PROBLEM STATEMENT
Exactly reproduce each entry, leaving out nothing.

──────── RECORDS PROVIDED ────────

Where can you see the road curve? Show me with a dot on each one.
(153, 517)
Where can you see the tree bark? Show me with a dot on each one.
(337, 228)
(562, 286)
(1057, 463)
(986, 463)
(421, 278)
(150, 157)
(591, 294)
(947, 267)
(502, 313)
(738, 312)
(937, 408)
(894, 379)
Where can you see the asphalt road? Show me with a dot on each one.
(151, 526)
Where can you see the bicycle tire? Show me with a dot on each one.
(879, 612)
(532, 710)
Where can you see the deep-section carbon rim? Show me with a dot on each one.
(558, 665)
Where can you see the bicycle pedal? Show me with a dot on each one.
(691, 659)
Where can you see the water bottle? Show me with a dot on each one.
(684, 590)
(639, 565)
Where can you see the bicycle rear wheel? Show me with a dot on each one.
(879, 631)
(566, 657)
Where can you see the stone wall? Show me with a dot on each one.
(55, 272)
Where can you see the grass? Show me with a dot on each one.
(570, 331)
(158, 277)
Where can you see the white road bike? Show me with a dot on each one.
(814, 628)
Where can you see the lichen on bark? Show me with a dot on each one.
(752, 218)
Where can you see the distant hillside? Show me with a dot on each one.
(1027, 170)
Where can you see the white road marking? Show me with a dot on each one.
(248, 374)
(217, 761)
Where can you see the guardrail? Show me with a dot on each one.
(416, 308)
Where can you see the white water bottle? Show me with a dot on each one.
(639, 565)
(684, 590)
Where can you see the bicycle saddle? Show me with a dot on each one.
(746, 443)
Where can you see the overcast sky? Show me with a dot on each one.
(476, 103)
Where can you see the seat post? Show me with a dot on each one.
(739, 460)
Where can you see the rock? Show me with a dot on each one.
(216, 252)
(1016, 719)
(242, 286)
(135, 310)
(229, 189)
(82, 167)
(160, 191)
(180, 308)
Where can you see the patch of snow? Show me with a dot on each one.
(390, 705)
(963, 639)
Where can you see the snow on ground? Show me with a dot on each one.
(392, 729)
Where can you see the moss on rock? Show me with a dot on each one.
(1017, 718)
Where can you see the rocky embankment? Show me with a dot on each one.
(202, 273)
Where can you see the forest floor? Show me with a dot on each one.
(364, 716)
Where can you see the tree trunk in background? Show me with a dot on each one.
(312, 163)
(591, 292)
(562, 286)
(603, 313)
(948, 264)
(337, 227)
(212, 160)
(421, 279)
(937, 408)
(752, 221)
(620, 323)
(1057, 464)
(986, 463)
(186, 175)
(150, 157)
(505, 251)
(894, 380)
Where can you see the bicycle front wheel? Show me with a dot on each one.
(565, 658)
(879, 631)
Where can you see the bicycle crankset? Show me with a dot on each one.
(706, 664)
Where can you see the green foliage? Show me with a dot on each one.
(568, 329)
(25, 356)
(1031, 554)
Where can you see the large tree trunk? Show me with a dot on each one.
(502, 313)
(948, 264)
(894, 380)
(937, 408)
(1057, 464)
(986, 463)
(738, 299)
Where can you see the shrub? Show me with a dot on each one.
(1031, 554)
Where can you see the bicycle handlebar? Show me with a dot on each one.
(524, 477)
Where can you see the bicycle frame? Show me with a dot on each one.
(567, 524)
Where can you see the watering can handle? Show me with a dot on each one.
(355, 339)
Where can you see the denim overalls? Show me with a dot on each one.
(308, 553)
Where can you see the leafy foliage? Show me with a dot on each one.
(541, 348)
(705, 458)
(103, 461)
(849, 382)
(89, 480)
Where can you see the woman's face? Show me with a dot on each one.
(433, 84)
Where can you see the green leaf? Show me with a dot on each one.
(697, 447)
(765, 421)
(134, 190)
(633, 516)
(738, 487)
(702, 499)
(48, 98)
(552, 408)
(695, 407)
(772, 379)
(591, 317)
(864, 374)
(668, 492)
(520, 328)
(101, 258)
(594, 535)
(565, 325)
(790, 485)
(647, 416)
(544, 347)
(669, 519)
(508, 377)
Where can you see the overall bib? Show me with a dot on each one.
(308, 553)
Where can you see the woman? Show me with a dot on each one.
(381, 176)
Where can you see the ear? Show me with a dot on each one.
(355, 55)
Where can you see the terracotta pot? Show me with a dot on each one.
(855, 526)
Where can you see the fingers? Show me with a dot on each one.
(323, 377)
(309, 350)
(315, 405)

────────

ANSWER TO THIS TASK
Where can you see the road curve? Show me with a dot on each one.
(153, 517)
Where can you see the tree bark? Show me with a dot on each one.
(337, 228)
(562, 286)
(1057, 463)
(986, 463)
(421, 278)
(150, 157)
(591, 294)
(947, 267)
(502, 313)
(738, 312)
(937, 408)
(894, 379)
Where can you see the asphalt road? Show me with a dot on each one.
(151, 526)
Where can you see the bicycle tire? Show me with a dot on each one.
(879, 612)
(532, 710)
Where can you see the deep-section carbon rim? Show me with a dot on each one.
(558, 665)
Where can you see the bicycle pedal? Show me with a dot on each one.
(691, 659)
Where can you see the water bottle? Show me with a dot on each one.
(684, 590)
(639, 565)
Where can you see the bicycle rear wheel? Show me with a dot on each one.
(879, 631)
(566, 657)
Where can you see the stone wall? Show me with a dot on each one.
(55, 272)
Where can you see the grass? Show me with a dot on each one.
(570, 331)
(158, 277)
Where can you see the white road bike? Show me with a dot on each one.
(814, 628)
Where can you see the lichen on bark? Show me with a dot on each one.
(752, 218)
Where can you see the distant hillside? Show me with a dot on each one.
(1027, 170)
Where can you see the white road marking? Show me with a dot on each one.
(248, 374)
(217, 761)
Where can you see the guardrail? Show me with a dot on each one.
(416, 308)
Where can you see the white water bottle? Show me with a dot on each one.
(639, 565)
(684, 590)
Where can you see the bicycle saddle? Show me with a dot on each one.
(746, 443)
Where can you see the overcast sky? Show me with a dot on each one.
(476, 103)
Where can you see the seat post? Show me with a dot on each one.
(739, 460)
Where can you see the rock? Show me with a dot on each one.
(216, 252)
(1016, 719)
(242, 286)
(135, 310)
(229, 189)
(82, 167)
(160, 191)
(180, 308)
Where can you see the patch of snow? Show me with a dot on each one.
(390, 705)
(963, 639)
Where can you see the snow on ground? Show me with a dot on each one.
(392, 729)
Where can you see the moss on rock? Show me with a dot on each one.
(1017, 718)
Where can you see the rocky embankment? Show me with a dot on each one.
(202, 273)
Where can you see the forest floor? Show me with a dot on each one.
(364, 716)
Where can you see the tree trunk in background? Show me with a dot on each one.
(312, 163)
(591, 292)
(562, 286)
(603, 313)
(948, 264)
(337, 227)
(212, 160)
(421, 279)
(937, 408)
(752, 221)
(620, 323)
(1057, 464)
(986, 463)
(186, 175)
(150, 157)
(505, 251)
(894, 380)
Where can you see the bicycle front wheel? Show me with a dot on each one.
(565, 658)
(879, 631)
Where can you see the bicycle crankset? Show me with a dot on each one.
(706, 664)
Where can you see the green foliage? Show me with a dot on each one.
(568, 329)
(25, 356)
(1031, 554)
Where can you see the large tree trunk? Show me with a dot on each one.
(502, 313)
(948, 264)
(894, 380)
(937, 408)
(1057, 464)
(986, 463)
(738, 299)
Where can you see the shrub? Show me with a dot on each one.
(1031, 554)
Where can you see the bicycle handlebar? Show me with a dot on each one.
(524, 477)
Where can you see the bicycle frame? Show me with a dot on each one.
(567, 524)
Where can you see the watering can handle? Show me with a dot on each one.
(355, 339)
Where can you see the denim overalls? Show me with a dot on each one.
(308, 553)
Where can you see the leafy foliage? Show me with a dot on each one.
(541, 348)
(705, 458)
(103, 461)
(849, 382)
(89, 480)
Where can you see the woman's face? Show me with a dot on each one.
(433, 84)
Where can you see the green leaf? Show me with a dot on each one.
(697, 447)
(765, 421)
(134, 190)
(633, 516)
(738, 487)
(702, 499)
(48, 98)
(552, 408)
(695, 407)
(772, 379)
(591, 317)
(864, 374)
(668, 492)
(520, 328)
(101, 258)
(594, 535)
(565, 325)
(790, 485)
(647, 416)
(544, 347)
(669, 519)
(508, 377)
Where can you see the overall bib? Show me with a dot on each one.
(308, 553)
Where can you see the woman? Show me with a dot on each one.
(381, 176)
Where can you see the ear? Show me with a dot on each one.
(355, 55)
Where can you see the terracotta pot? Show me with a dot on each one.
(855, 526)
Where can you see the fingers? Show me with a dot on each one.
(323, 377)
(309, 350)
(315, 405)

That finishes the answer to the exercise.